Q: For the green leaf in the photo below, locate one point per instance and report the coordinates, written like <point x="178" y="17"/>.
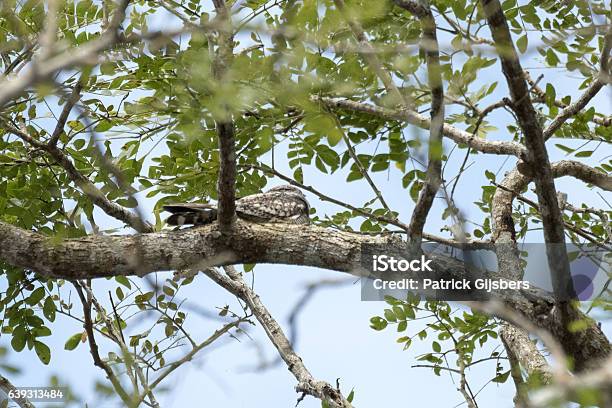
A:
<point x="36" y="296"/>
<point x="73" y="341"/>
<point x="43" y="352"/>
<point x="49" y="309"/>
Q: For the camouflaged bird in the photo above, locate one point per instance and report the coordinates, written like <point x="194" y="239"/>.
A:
<point x="279" y="204"/>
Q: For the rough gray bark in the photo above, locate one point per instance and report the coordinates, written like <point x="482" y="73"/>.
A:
<point x="422" y="121"/>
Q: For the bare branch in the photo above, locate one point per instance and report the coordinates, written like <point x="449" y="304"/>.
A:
<point x="93" y="346"/>
<point x="7" y="387"/>
<point x="414" y="118"/>
<point x="523" y="349"/>
<point x="87" y="187"/>
<point x="370" y="56"/>
<point x="11" y="88"/>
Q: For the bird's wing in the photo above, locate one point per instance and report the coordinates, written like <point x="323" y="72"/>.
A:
<point x="190" y="213"/>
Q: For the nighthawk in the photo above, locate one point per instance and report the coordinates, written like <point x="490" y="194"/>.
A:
<point x="279" y="204"/>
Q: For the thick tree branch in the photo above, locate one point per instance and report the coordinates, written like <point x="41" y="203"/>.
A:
<point x="600" y="80"/>
<point x="429" y="45"/>
<point x="6" y="386"/>
<point x="307" y="384"/>
<point x="370" y="56"/>
<point x="423" y="122"/>
<point x="534" y="139"/>
<point x="93" y="346"/>
<point x="70" y="102"/>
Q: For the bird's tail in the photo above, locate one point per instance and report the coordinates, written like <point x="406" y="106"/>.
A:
<point x="190" y="214"/>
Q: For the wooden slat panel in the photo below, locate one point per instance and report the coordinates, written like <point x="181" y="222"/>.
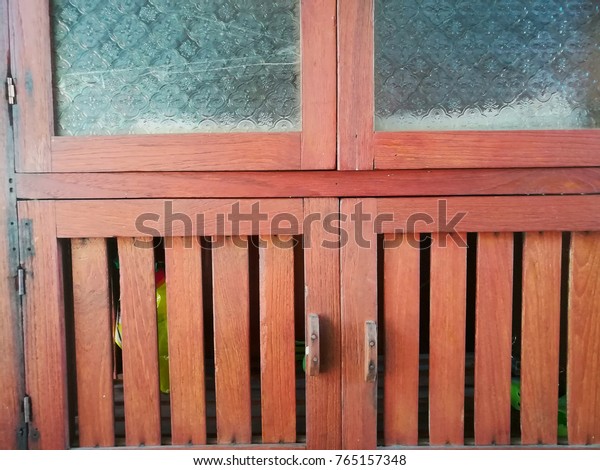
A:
<point x="140" y="342"/>
<point x="583" y="371"/>
<point x="44" y="320"/>
<point x="186" y="340"/>
<point x="493" y="342"/>
<point x="401" y="329"/>
<point x="93" y="342"/>
<point x="540" y="337"/>
<point x="486" y="149"/>
<point x="178" y="218"/>
<point x="322" y="297"/>
<point x="355" y="84"/>
<point x="319" y="84"/>
<point x="232" y="339"/>
<point x="359" y="304"/>
<point x="187" y="152"/>
<point x="447" y="339"/>
<point x="277" y="340"/>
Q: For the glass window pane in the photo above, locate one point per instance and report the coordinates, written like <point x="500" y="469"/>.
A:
<point x="175" y="66"/>
<point x="484" y="64"/>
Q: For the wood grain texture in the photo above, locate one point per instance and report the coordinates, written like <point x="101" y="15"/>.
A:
<point x="355" y="84"/>
<point x="322" y="297"/>
<point x="359" y="304"/>
<point x="448" y="279"/>
<point x="93" y="342"/>
<point x="401" y="330"/>
<point x="486" y="149"/>
<point x="583" y="370"/>
<point x="319" y="84"/>
<point x="186" y="340"/>
<point x="493" y="338"/>
<point x="520" y="181"/>
<point x="30" y="63"/>
<point x="188" y="217"/>
<point x="186" y="152"/>
<point x="540" y="337"/>
<point x="231" y="304"/>
<point x="140" y="342"/>
<point x="44" y="330"/>
<point x="277" y="340"/>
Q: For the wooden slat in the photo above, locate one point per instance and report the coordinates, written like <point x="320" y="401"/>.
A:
<point x="583" y="370"/>
<point x="519" y="181"/>
<point x="93" y="342"/>
<point x="359" y="304"/>
<point x="355" y="84"/>
<point x="486" y="149"/>
<point x="277" y="340"/>
<point x="319" y="84"/>
<point x="447" y="339"/>
<point x="140" y="342"/>
<point x="187" y="152"/>
<point x="187" y="217"/>
<point x="322" y="297"/>
<point x="540" y="337"/>
<point x="493" y="341"/>
<point x="401" y="330"/>
<point x="186" y="340"/>
<point x="44" y="320"/>
<point x="232" y="339"/>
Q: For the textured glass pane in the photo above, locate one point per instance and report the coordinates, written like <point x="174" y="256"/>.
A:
<point x="154" y="66"/>
<point x="484" y="64"/>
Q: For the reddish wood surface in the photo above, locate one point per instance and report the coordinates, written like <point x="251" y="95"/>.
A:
<point x="540" y="337"/>
<point x="178" y="218"/>
<point x="493" y="338"/>
<point x="232" y="339"/>
<point x="93" y="342"/>
<point x="319" y="84"/>
<point x="583" y="370"/>
<point x="186" y="152"/>
<point x="401" y="329"/>
<point x="140" y="342"/>
<point x="355" y="84"/>
<point x="322" y="297"/>
<point x="186" y="340"/>
<point x="44" y="330"/>
<point x="31" y="67"/>
<point x="448" y="280"/>
<point x="359" y="304"/>
<point x="486" y="149"/>
<point x="277" y="340"/>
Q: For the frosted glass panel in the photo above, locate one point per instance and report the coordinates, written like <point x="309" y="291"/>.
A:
<point x="174" y="66"/>
<point x="484" y="64"/>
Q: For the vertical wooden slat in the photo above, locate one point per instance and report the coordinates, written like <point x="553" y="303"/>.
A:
<point x="359" y="304"/>
<point x="355" y="84"/>
<point x="401" y="330"/>
<point x="493" y="330"/>
<point x="322" y="297"/>
<point x="44" y="319"/>
<point x="277" y="340"/>
<point x="447" y="339"/>
<point x="186" y="340"/>
<point x="140" y="342"/>
<point x="93" y="342"/>
<point x="540" y="337"/>
<point x="583" y="370"/>
<point x="232" y="339"/>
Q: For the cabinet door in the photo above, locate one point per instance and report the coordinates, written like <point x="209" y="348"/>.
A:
<point x="207" y="300"/>
<point x="468" y="84"/>
<point x="157" y="85"/>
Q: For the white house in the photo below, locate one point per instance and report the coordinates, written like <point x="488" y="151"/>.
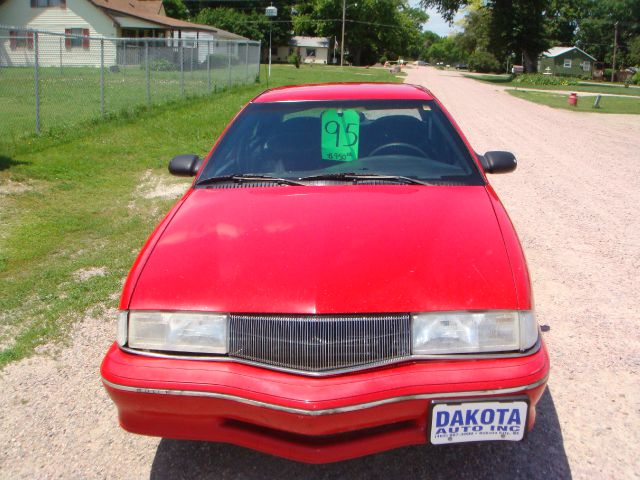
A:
<point x="80" y="21"/>
<point x="311" y="49"/>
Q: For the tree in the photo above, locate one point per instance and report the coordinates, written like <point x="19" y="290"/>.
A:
<point x="446" y="50"/>
<point x="253" y="24"/>
<point x="175" y="9"/>
<point x="515" y="25"/>
<point x="374" y="28"/>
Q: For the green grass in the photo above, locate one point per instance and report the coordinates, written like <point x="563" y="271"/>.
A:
<point x="505" y="80"/>
<point x="74" y="200"/>
<point x="585" y="104"/>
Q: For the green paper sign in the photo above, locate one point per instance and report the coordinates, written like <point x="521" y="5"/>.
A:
<point x="340" y="135"/>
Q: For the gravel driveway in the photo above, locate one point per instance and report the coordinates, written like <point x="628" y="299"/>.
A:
<point x="574" y="200"/>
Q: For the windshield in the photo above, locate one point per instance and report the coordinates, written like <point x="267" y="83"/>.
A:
<point x="296" y="140"/>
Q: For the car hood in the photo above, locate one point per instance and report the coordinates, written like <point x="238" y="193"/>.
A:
<point x="329" y="249"/>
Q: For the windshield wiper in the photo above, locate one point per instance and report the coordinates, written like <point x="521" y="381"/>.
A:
<point x="351" y="176"/>
<point x="248" y="177"/>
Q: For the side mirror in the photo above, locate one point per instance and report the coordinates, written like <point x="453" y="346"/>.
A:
<point x="185" y="165"/>
<point x="498" y="162"/>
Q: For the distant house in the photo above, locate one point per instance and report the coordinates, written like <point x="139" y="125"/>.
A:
<point x="89" y="18"/>
<point x="566" y="61"/>
<point x="311" y="50"/>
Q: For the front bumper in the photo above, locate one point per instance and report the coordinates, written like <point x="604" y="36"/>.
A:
<point x="315" y="420"/>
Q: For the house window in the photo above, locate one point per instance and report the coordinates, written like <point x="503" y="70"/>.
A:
<point x="76" y="38"/>
<point x="19" y="39"/>
<point x="48" y="3"/>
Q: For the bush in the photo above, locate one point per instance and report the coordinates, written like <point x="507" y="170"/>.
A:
<point x="539" y="79"/>
<point x="483" y="62"/>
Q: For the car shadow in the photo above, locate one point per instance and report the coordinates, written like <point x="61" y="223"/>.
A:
<point x="541" y="455"/>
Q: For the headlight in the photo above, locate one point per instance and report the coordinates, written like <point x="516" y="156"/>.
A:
<point x="123" y="319"/>
<point x="178" y="331"/>
<point x="437" y="333"/>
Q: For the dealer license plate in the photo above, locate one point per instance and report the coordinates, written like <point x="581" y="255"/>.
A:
<point x="478" y="421"/>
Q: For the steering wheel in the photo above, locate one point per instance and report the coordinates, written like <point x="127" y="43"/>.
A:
<point x="406" y="146"/>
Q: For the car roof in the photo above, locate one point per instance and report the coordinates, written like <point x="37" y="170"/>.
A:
<point x="345" y="91"/>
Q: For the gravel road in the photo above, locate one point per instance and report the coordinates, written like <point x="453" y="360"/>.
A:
<point x="574" y="200"/>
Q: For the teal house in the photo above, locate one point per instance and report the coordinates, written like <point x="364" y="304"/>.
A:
<point x="569" y="61"/>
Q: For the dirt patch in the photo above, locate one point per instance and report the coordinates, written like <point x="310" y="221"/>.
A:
<point x="57" y="420"/>
<point x="10" y="187"/>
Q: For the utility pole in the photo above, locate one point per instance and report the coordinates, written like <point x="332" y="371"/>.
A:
<point x="615" y="48"/>
<point x="270" y="12"/>
<point x="344" y="14"/>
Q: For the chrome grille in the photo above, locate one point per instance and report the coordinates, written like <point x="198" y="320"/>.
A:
<point x="320" y="343"/>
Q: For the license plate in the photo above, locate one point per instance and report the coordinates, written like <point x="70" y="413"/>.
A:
<point x="479" y="421"/>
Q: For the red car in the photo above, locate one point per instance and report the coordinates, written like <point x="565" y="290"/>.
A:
<point x="339" y="280"/>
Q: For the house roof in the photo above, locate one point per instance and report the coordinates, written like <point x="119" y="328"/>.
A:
<point x="150" y="11"/>
<point x="299" y="41"/>
<point x="556" y="51"/>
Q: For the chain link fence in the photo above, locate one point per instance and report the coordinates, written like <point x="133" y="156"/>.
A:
<point x="51" y="80"/>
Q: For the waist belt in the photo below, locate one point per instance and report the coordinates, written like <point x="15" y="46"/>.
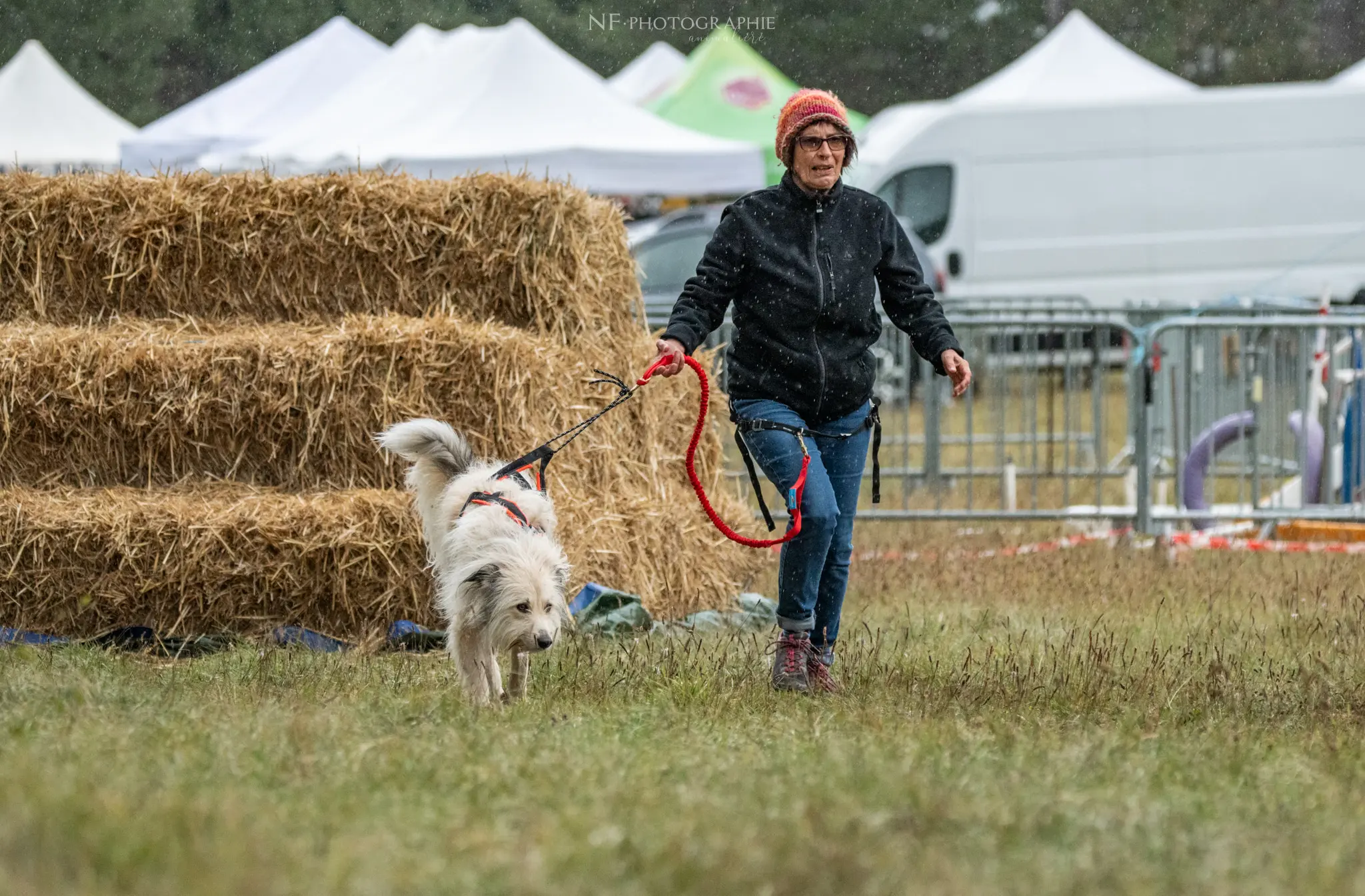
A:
<point x="872" y="422"/>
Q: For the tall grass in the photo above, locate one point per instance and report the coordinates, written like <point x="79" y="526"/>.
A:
<point x="1073" y="723"/>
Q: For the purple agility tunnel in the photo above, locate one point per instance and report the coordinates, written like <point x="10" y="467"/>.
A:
<point x="1210" y="442"/>
<point x="1238" y="426"/>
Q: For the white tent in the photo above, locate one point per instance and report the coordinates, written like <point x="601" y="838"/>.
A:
<point x="503" y="99"/>
<point x="257" y="103"/>
<point x="649" y="74"/>
<point x="1353" y="77"/>
<point x="1076" y="65"/>
<point x="1077" y="62"/>
<point x="48" y="122"/>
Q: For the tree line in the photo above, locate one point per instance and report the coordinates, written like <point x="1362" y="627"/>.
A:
<point x="144" y="58"/>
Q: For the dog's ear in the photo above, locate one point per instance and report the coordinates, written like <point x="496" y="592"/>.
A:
<point x="487" y="574"/>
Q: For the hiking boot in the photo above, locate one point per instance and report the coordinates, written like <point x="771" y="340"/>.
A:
<point x="818" y="672"/>
<point x="789" y="659"/>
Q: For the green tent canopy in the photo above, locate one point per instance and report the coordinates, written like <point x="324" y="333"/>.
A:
<point x="728" y="89"/>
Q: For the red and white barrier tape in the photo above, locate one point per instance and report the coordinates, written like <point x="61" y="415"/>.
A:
<point x="1200" y="542"/>
<point x="1192" y="540"/>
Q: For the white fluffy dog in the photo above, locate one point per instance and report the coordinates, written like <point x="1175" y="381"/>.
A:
<point x="500" y="570"/>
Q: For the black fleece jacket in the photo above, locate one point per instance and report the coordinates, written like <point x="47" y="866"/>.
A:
<point x="803" y="272"/>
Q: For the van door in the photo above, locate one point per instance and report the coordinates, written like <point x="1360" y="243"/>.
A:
<point x="926" y="197"/>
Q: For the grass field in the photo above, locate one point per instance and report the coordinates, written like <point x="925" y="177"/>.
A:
<point x="1074" y="723"/>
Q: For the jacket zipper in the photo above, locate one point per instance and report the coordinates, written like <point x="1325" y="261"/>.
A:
<point x="819" y="310"/>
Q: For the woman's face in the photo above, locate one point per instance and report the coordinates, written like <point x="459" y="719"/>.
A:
<point x="818" y="168"/>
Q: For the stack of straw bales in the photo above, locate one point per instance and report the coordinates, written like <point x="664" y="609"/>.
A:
<point x="191" y="370"/>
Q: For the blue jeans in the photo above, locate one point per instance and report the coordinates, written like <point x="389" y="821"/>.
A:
<point x="814" y="570"/>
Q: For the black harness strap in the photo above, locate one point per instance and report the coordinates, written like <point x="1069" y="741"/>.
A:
<point x="754" y="476"/>
<point x="518" y="470"/>
<point x="874" y="422"/>
<point x="495" y="498"/>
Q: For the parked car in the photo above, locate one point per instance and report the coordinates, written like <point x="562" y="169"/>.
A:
<point x="667" y="252"/>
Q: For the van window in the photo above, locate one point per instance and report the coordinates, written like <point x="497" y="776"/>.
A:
<point x="665" y="264"/>
<point x="924" y="195"/>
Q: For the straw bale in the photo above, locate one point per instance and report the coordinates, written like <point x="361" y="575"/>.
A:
<point x="529" y="252"/>
<point x="289" y="406"/>
<point x="346" y="562"/>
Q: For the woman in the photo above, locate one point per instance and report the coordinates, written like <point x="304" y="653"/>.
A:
<point x="800" y="261"/>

◆ EXERCISE DETAILS: Quote, word for word, every line starting at the one that contains "Q: For the parked" and ending with the final line of the entries.

◆ SOLUTION BELOW:
Q: For the parked car in the photo above, locate one point per instance and report the coordinates, written like <point x="562" y="169"/>.
A:
<point x="667" y="252"/>
Q: For the van window in the photo above, locate one point per instance and report the coordinates, written like <point x="497" y="776"/>.
A:
<point x="665" y="264"/>
<point x="924" y="195"/>
Q: For the straw bale in the photo above, locate one point per instance and report the coordinates, written like <point x="361" y="575"/>.
A:
<point x="529" y="252"/>
<point x="289" y="406"/>
<point x="346" y="562"/>
Q: For the woman in the photo above, locate one point per instance and report the coordinates, written like <point x="304" y="653"/>.
A:
<point x="800" y="261"/>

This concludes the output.